Sobre este ejercicio: Transcriba de forma íntegra y literal el texto que aparece a continuación sobre la fábrica de pesticidas de Bhopal.

Fragmento del texto:

──────

En principio, el hecho de que Estados Unidos quisiera poner la quintaesencia de su tecnología al servicio de unos campesinos del Tercer Mundo martirizados por los insectos no tenía nada de anormal. Pero que este proyecto se realizara sin que se calcularan las necesidades exactas de pesticidas del mercado local, lo condenaba a un fracaso económico. Construida para producir cinco mil toneladas anuales de Sevin, cuando la India sólo podía absorber la mitad como máximo, esa «fábrica de bombones» estaba condenada fatalmente a perder dinero. A esta oscura realidad financiera se había sumado el peligro que representaba la producción en las mismas instalaciones de toneladas de isocianato de metilo necesarias para la producción de tanto pesticida. Un día, un visitante alemán, horrorizado por la cantidad de este gas mortal almacenado en la fábrica, exclamó: «¡Bhopal vive sobre una bomba atómica!»

──────

Extractos de datos:
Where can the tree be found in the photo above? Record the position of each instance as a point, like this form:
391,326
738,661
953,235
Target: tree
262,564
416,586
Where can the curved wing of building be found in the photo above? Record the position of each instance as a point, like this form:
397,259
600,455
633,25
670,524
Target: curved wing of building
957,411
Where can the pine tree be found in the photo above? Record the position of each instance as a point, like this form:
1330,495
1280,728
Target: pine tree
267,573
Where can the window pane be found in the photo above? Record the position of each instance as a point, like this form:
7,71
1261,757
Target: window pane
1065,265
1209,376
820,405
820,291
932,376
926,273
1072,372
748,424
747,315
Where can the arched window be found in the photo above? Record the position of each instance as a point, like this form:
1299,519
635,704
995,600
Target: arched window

──────

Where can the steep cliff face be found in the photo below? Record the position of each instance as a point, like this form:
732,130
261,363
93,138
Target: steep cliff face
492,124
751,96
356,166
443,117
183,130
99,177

──────

Respuesta a la tarea:
En principio, el hecho de que Estados Unidos quisiera poner la quintaesencia de su tecnología al servicio de unos campesinos del Tercer Mundo martirizados por los insectos no tenía nada de anormal. Pero que este proyecto se realizara sin que se calcularan las necesidades exactas de pesticidas del mercado local, lo condenaba a un fracaso económico. Construida para producir cinco mil toneladas anuales de Sevin, cuando la India sólo podía absorber la mitad como máximo, esa «fábrica de bombones» estaba condenada fatalmente a perder dinero. A esta oscura realidad financiera se había sumado el peligro que representaba la producción en las mismas instalaciones de toneladas de isocianato de metilo necesarias para la producción de tanto pesticida. Un día, un visitante alemán, horrorizado por la cantidad de este gas mortal almacenado en la fábrica, exclamó: «¡Bhopal vive sobre una bomba atómica!»